- [REQUIRED WORK]
Identify every line in the listing below that contains the string "tray", treating uppercase and lowercase letters as distinct, and copy each such line in full.

- [EXERCISE INPUT]
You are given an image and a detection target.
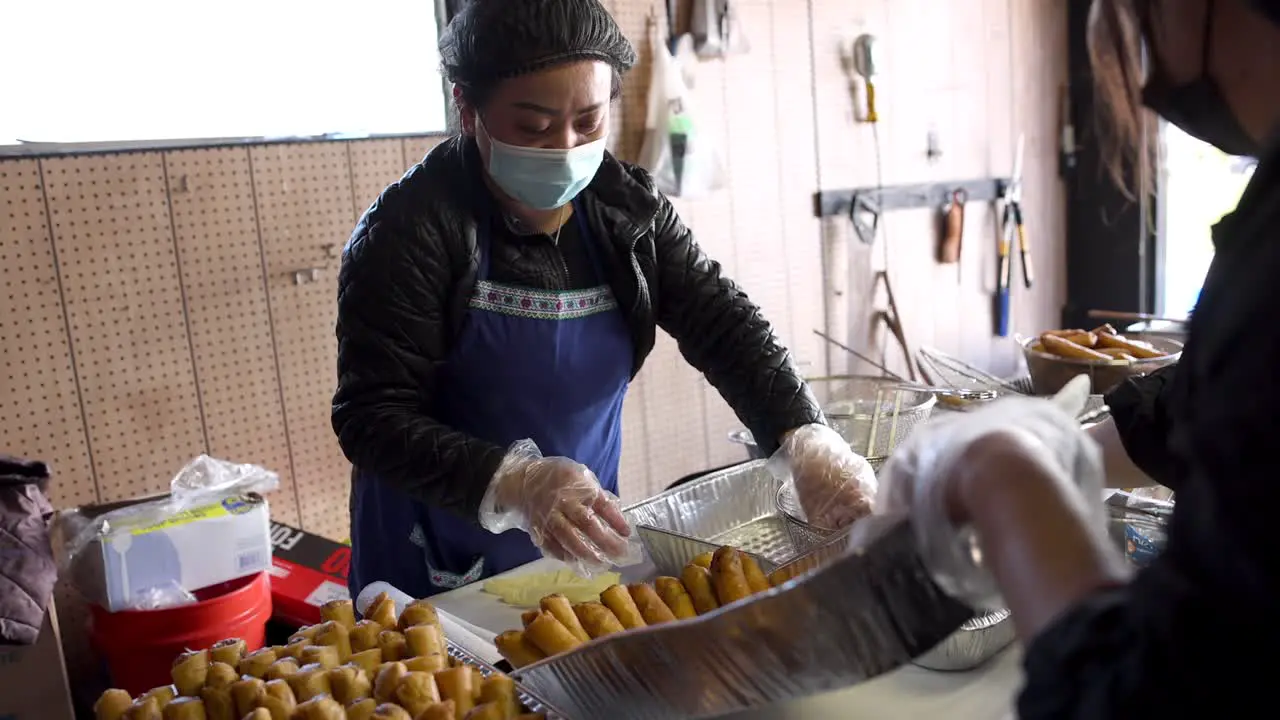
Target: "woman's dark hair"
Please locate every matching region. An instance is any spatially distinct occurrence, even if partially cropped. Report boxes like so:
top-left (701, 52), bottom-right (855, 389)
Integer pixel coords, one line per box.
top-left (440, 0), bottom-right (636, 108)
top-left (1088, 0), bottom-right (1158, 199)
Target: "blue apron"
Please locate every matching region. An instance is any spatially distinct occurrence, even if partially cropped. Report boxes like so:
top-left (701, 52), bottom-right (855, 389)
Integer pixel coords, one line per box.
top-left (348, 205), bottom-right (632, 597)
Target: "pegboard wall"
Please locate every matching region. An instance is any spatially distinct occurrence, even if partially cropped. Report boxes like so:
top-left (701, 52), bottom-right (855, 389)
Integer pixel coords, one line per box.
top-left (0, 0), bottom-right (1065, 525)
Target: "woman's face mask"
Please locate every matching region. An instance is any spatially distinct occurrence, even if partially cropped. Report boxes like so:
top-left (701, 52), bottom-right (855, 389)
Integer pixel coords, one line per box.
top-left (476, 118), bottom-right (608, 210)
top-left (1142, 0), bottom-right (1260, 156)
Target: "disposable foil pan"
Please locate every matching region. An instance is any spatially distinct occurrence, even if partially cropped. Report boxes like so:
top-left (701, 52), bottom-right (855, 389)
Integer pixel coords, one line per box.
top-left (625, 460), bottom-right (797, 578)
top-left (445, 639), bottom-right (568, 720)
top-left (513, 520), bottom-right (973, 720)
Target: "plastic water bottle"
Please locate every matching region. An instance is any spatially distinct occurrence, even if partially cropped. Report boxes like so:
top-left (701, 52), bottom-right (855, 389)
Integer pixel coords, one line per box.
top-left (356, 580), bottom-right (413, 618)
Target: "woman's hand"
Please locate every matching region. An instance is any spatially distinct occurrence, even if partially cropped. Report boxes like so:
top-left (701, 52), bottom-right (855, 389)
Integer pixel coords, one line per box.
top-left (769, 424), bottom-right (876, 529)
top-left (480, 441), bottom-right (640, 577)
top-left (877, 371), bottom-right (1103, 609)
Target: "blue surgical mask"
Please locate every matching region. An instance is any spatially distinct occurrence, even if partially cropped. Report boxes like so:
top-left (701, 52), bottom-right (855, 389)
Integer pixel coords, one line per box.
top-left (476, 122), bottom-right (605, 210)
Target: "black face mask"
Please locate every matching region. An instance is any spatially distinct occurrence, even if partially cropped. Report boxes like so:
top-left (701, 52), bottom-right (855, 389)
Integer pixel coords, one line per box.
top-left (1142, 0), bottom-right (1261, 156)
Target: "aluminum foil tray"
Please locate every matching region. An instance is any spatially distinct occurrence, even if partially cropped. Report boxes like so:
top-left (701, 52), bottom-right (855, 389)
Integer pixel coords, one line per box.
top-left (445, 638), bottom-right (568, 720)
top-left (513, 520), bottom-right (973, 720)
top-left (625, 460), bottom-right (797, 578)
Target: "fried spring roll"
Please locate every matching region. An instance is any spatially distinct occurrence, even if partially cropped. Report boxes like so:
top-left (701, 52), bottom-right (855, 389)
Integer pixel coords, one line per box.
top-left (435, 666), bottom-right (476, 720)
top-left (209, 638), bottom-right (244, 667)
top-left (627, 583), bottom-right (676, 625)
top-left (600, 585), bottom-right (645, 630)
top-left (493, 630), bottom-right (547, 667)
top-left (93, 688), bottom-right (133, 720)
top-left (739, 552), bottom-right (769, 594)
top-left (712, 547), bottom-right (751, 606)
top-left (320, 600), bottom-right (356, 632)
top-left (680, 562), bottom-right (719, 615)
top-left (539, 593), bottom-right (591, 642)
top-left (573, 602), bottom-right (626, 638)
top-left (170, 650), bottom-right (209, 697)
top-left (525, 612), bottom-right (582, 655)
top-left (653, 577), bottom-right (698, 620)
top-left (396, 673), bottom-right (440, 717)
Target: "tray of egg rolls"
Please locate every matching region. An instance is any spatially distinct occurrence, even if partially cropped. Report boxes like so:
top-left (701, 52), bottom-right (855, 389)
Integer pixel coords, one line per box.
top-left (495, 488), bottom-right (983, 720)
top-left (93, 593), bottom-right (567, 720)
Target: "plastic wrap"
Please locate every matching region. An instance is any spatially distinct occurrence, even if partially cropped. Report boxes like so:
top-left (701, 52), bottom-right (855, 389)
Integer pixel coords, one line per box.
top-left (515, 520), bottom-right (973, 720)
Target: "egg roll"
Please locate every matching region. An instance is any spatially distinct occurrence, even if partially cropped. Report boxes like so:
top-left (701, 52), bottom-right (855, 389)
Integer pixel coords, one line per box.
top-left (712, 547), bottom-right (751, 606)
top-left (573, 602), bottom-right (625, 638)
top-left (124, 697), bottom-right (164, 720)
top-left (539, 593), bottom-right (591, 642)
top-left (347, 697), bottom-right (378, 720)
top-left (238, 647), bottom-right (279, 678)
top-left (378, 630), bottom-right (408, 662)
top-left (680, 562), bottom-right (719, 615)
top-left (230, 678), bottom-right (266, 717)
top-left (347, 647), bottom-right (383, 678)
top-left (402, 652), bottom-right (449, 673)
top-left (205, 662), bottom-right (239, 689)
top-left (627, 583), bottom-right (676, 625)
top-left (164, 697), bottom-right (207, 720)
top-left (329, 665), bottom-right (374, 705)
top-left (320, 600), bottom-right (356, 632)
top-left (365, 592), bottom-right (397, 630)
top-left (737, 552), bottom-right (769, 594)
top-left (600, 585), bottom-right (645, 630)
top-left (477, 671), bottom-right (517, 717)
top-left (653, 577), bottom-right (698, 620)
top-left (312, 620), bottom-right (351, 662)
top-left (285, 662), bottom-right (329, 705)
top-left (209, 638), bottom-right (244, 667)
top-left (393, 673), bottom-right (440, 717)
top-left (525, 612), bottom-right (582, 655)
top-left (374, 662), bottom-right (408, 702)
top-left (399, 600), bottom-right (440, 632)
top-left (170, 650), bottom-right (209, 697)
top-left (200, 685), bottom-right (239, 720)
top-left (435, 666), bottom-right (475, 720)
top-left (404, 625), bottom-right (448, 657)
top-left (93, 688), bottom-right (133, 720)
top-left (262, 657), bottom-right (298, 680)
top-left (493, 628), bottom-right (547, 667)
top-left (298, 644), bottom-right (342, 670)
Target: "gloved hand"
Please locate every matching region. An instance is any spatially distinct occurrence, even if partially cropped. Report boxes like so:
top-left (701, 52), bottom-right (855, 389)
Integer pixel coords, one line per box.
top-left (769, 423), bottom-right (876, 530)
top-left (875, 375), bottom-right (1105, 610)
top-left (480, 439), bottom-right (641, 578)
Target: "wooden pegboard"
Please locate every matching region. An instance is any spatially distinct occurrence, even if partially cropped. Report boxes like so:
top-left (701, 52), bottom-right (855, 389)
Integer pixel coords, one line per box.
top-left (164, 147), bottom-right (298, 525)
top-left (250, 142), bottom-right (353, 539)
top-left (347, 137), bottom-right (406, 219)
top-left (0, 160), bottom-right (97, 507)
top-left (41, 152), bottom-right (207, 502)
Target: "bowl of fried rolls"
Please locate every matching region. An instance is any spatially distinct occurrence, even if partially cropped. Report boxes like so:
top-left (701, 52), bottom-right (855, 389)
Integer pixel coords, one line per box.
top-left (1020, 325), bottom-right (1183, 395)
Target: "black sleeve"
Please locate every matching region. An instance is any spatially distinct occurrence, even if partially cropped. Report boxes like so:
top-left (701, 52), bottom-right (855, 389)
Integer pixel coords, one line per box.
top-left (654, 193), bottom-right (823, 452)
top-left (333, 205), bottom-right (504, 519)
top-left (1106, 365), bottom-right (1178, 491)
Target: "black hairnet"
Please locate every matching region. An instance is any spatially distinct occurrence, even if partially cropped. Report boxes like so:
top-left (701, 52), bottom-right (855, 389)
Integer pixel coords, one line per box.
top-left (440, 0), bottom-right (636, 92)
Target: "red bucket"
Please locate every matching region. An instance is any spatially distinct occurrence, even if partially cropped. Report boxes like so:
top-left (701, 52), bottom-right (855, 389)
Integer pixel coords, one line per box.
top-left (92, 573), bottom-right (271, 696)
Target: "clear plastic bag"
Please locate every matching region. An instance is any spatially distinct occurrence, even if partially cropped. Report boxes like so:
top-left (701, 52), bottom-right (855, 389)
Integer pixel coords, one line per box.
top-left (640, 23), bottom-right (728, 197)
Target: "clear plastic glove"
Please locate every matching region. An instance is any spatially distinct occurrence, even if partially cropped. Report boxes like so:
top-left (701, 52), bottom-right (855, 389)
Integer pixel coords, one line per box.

- [FINAL RESULT]
Target: "aluminum foil tray"
Target: "tray of egg rolls"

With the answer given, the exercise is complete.